Text extract:
The US Senate passed a bill Wednesday that would provide $52 billion in subsidies to domestic semiconductor manufacturers to boost competition with China, but experts see some challenges in achieving that goal.

By a 64-33 vote, the Senate passed the $280 billion "CHIPS and Science Act", formerly known as the CHIPS Act. About $52 billion would go to chip companies to provide financial incentives for domestic semiconductor manufacturing.

The bill will head to the House, where it is likely to pass this week, and then move to President Joe Biden for his signature before it becomes law.

Biden has said the legislation is one of his agenda's top priorities and urged the House to pass it as soon as possible. The bill "will accelerate semiconductor manufacturing in the US, lower prices, create jobs, and — critically — decrease our reliance on imported chips", he said in a statement Wednesday.

"I see two challenges. Fifty-two billion dollars for semiconductor investments will move the needle but barely," George Koo, a retired international business adviser in Silicon Valley, told China Daily, in response to the passage of the bill.

Industry experts have said that the funding is far from enough to bring back chip manufacturing to the US, because it's extremely expensive and complicated to build a new foundry, which costs close to $20 billion today.

"And the added question is whether the United States still has the required skills after being dependent on offshore manufacturers for decades," said Koo. "Lack of the necessary technical skills can't be fixed in an instant. This country needs another 'Sputnik moment.'"

Advocates of the bill have been promoting it as a solution for the global chip shortage, which has caused price hikes and supply chain disruptions in several industries. But critics said it won't solve the problem because the chip factories won't be complete for years, and the demand for chips has already slowed.

The US share of global semiconductor manufacturing capacity has been declining in recent decades — from 37 percent in 1990 to 12 percent today.

Manufacturing moved out of the US because of lower costs in Asia. The costs of owning a new chip factory in the US are roughly 30 percent to 50 percent higher than in Asia, according to the Semiconductor Industry Association.

The decline in domestic chip manufacturing has spurred calls for legislation to bring chip production back to the US and bolster the competitiveness of the US semiconductor industry. But critics believe it isn't worthwhile to reverse this trend.

Senator Bernie Sanders has called the legislation a "bribe" and has argued that chip companies are, in effect, extorting American taxpayers.

Senator Ron Johnson, who voted against the bill, called the package "more corporate welfare".

Included in the CHIPS and Science Act are provisions that would prohibit companies from building most types of new semiconductor manufacturing facilities in China "or any other foreign country of concern" for a decade after receiving federal funding.

The administration of former president Donald Trump started export controls on chips and chipmaking equipment three years ago to try to contain China's development. The Biden administration is considering new measures to prevent China from buying chipmaking equipment.

"The Biden administration's belated attempt to suppress China's semiconductor industry appears to have backfired. China has found workaround technologies that bypass the aging American IP that Washington has embargoed," wrote David Goldman, a columnist for Asia Times, in a recent article.

"American pressure has prompted China to push for self-sufficiency, raising the possibility that China's chip industry may become the world's dominant producer by the end of the decade," he said.

Koo echoed his comments. "The Biden administration and the US Congress remain convinced that the way to suppress China from making economic progress is to deny it access to American technology and know-how," he said.

"The more pressure the US exerts to stifle China's advance, the more determined the Chinese will be to find their own technical advances and skirt around American roadblocks," said Koo.

Data excerpts:

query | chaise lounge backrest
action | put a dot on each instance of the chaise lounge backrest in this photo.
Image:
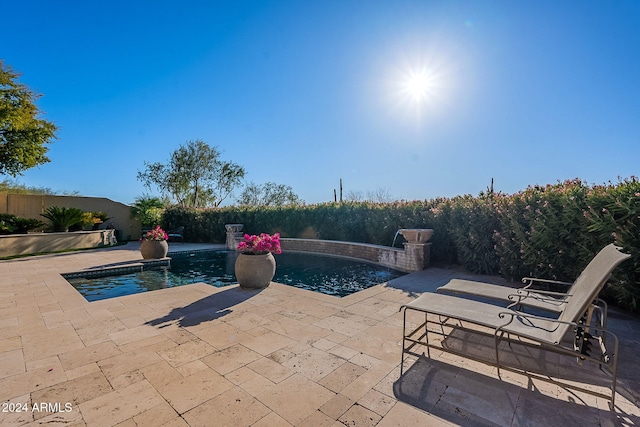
(590, 282)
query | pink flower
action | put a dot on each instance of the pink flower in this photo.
(155, 234)
(262, 244)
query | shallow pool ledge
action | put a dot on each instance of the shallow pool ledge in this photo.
(414, 257)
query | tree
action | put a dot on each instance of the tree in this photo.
(23, 134)
(195, 176)
(148, 210)
(269, 194)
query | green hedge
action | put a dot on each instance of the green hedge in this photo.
(547, 231)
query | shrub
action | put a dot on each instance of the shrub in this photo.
(11, 224)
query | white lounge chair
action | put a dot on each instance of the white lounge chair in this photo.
(447, 312)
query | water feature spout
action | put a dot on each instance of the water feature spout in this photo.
(393, 245)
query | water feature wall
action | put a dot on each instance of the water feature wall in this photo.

Exercise prompt: From the article on the Senate's chip subsidy bill, write out the passage that begins at the words "Senator Ron Johnson, who" and stops after the words "receiving federal funding.", with no changes.

Full response:
Senator Ron Johnson, who voted against the bill, called the package "more corporate welfare".

Included in the CHIPS and Science Act are provisions that would prohibit companies from building most types of new semiconductor manufacturing facilities in China "or any other foreign country of concern" for a decade after receiving federal funding.